▸ THE PROBLEM
Please write out the article below about the Cirque du Soleil Michael Jackson show word for word.

Cirque du Soleil brings Jackson’s story to KC stage

Michael Jackson The Immortal World Tour by Cirque du Soleil, making a stop next month at the Sprint Center, is the culmination of a long-held dream and more than a year of hard work.

Work and planning behind the show got under way more than a year and a half ago in 2009, says Maxime Charbonneau, publicist for the production.

The dream was one Jackson carried himself throughout his lifetime.

“The first thing that’s important to mention is that Michael Jackson was a huge Cirque du Soleil fan,” Charbonneau said during a phone interview with The Chieftain, adding that Jackson went so far at one point as to visit Cirque du Soleil’s headquarters in Montreal. “… He was a true admirer of Cirque du Soleil and the artistry behind a Cirque du Soleil production … he always said he’d like to do something with Cirque du Soleil.”

[Rows from a pointing dataset]
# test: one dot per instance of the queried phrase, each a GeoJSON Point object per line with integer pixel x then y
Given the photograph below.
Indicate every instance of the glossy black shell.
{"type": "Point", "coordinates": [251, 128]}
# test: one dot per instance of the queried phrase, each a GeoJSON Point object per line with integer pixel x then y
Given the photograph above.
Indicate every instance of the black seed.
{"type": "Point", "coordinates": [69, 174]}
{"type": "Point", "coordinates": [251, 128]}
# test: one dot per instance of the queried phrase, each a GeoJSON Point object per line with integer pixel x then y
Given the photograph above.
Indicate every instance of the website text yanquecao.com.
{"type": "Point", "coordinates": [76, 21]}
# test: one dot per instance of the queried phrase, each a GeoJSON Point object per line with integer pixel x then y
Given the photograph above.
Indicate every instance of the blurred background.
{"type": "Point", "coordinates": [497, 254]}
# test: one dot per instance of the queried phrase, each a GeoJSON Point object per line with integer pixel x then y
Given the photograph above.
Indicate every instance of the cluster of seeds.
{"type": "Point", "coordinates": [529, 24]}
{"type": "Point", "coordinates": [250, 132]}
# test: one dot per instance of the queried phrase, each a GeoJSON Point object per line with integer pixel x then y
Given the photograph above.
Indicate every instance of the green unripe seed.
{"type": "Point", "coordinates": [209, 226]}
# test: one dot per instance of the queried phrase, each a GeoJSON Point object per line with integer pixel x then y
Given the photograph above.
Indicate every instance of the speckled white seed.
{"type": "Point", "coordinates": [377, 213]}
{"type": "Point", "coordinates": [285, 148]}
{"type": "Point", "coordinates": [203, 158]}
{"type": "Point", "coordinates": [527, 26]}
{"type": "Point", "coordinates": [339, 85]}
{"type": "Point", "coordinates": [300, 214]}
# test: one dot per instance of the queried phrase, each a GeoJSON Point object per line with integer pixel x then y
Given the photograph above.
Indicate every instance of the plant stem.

▸ RESPONSE TO THIS EXERCISE
Cirque du Soleil brings Jackson’s story to KC stage

Michael Jackson The Immortal World Tour by Cirque du Soleil, making a stop next month at the Sprint Center, is the culmination of a long-held dream and more than a year of hard work.

Work and planning behind the show got under way more than a year and a half ago in 2009, says Maxime Charbonneau, publicist for the production.

The dream was one Jackson carried himself throughout his lifetime.

“The first thing that’s important to mention is that Michael Jackson was a huge Cirque du Soleil fan,” Charbonneau said during a phone interview with The Chieftain, adding that Jackson went so far at one point as to visit Cirque du Soleil’s headquarters in Montreal. “… He was a true admirer of Cirque du Soleil and the artistry behind a Cirque du Soleil production … he always said he’d like to do something with Cirque du Soleil.”